SELECTED EXCERPT |
Kaleab is studying molecular biology as part of the MD/PhD program at UCLA. He earned a B.S. in biomedical engineering at Yale, focusing on HIV and stem cell research. In his current lab, he is investigating the cellular and molecular mechanisms underlying autism spectrum disorder. You can likely find him playing FIFA for hours on end on any given night.
Kristina earned her B.S. in Biochemistry & Cell Biology and M.S. in Biology from the University of California, San Diego (UCSD). She began her research journey studying cardiovascular development in zebrafish in the lab of Dr. Deborah Yelon at UCSD. She is now a Ph.D. candidate in the Genetics & Genetics home area of the Graduate Program in Bioscience at UCLA, studying adipose biology and genetic contribution to high serum triglycerides in Dr. Päivi Pajukanta’s lab. Science communication is a very important aspect of research, and Kristina joined the staff of Signal to Noise Magazine to contribute to the mission of disseminating information on current topics in research to the public in a digestible way.
Victoria is an MD/PhD student at UCLA currently pursuing her PhD in the Molecular Biology Interdepartmental Doctoral Program. After earning her B.S. in Biological Sciences from the University of Chicago, she worked in a lab at the National Institute of Arthritis and Musculoskeletal and Skin Diseases. Her research now focuses on T cell development in Dr. Gay Crooks’ lab. Outside of the lab, she enjoys singing with the David Geffen School of Medicine a cappella group and contributing to the The UCLA Beat literary and art magazine.
Nyasha received her bachelor’s degree in physics in 2015 from Fort Hays State University in Hays, KS. After graduating with her BS, Nyasha spent a year in Chicago to participate in an NIH funded Post-Baccalaureate Research Education Program (PREP) at the University of Chicago. While there she was involved in a quantitative radiomics research of multi-parametric breast magnetic resonance imaging (MRI) and ultimately found her passion for research in imaging. Following her postbacc, Nyasha came to UCLA to pursue her PhD in the Physics and Biology in Medicine (PBM) interdisciplinary program. Now, as a 2nd year doctorate student, Nyasha’s thesis work is focused on characterizing cardiac microstructure using diffusion-weighted magnetic resonance imaging (DW-MRI). Nyasha’s favorite things about LA include long runs on the beach and random celebrity sightings.

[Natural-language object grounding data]
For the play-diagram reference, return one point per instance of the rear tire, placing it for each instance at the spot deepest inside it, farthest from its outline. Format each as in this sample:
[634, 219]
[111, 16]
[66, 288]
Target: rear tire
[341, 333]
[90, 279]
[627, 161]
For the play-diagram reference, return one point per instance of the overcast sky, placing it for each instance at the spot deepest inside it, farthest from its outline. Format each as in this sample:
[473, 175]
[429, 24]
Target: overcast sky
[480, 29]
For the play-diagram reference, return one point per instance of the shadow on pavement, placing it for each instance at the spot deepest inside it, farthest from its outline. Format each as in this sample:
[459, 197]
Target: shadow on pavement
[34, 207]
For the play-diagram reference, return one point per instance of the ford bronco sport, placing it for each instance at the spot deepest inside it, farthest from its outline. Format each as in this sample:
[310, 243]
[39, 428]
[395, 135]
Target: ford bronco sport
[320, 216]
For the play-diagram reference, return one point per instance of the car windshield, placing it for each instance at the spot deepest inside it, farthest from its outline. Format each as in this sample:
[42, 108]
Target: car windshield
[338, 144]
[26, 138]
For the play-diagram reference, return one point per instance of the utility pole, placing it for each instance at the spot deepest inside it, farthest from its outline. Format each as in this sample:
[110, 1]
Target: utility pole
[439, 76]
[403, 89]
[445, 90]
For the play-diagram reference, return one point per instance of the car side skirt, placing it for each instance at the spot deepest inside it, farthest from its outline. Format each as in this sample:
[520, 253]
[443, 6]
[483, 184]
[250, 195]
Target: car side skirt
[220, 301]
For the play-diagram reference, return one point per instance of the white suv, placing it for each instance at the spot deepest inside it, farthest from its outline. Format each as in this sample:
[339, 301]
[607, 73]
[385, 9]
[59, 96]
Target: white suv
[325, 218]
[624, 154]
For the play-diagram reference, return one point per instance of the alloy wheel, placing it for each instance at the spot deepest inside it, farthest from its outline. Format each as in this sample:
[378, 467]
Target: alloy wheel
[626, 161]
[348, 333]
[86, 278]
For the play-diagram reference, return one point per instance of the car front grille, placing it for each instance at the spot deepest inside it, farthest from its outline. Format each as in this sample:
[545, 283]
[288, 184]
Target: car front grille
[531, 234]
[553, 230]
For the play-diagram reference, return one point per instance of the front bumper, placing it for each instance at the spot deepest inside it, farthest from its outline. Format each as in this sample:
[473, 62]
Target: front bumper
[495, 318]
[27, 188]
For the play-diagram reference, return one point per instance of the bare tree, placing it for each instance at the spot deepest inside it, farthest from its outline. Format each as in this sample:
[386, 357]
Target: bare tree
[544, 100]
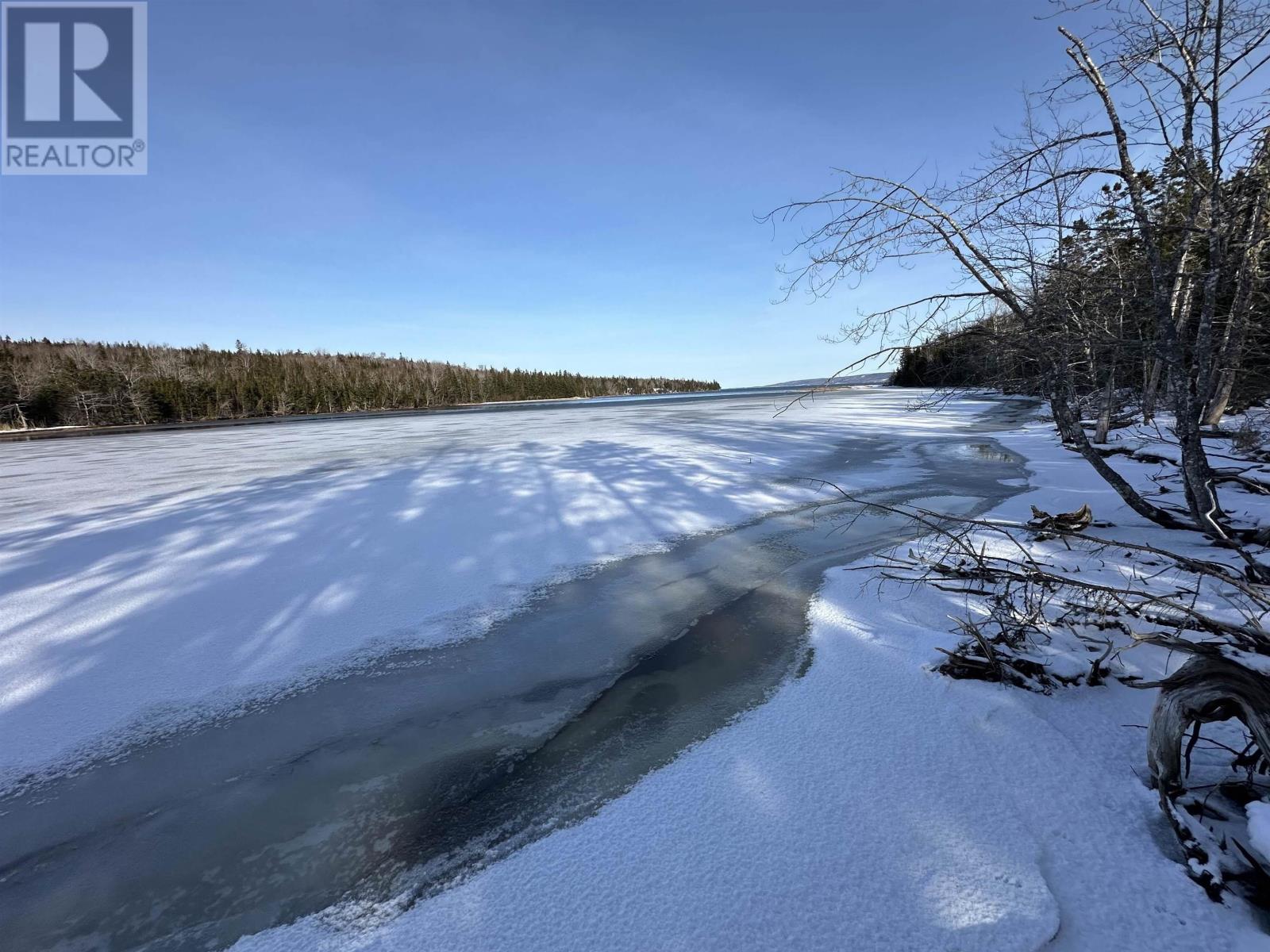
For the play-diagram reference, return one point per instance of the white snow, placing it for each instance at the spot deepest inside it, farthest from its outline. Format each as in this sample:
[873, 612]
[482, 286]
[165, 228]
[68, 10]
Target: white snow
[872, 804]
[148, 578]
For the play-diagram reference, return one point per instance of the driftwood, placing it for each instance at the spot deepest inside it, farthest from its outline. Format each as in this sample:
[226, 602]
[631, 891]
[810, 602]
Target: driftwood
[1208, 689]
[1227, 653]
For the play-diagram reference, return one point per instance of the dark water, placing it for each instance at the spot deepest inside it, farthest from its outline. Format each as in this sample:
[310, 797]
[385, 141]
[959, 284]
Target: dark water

TASK LIST |
A – Translate this sentence from the student profiles into Spanish: "He earned a B.S. in biomedical engineering at Yale, focusing on HIV and stem cell research."
B – According to the student profiles, where did Nyasha receive her bachelor's degree in physics?
C – Summarize the student profiles in three sentences.
The rows are separate material and have no connection to the student profiles.

WRITTEN ANSWERS |
A – Obtuvo una licenciatura en ingeniería biomédica en Yale, centrada en la investigación sobre el VIH y las células madre.

B – Fort Hays State University in Hays, KS.

C – At UCLA, MD/PhD student Kaleab investigates the mechanisms underlying autism spectrum disorder, and Ph.D. candidate Kristina studies adipose biology and the genetic contribution to high serum triglycerides. MD/PhD student Victoria researches T cell development, while Nyasha, a doctoral student in the Physics and Biology in Medicine program, characterizes cardiac microstructure using diffusion-weighted MRI. Their earlier training took place at Yale, UC San Diego, the University of Chicago, and Fort Hays State University, and outside research their interests include FIFA, a cappella singing, science communication for Signal to Noise Magazine, and running on the beach.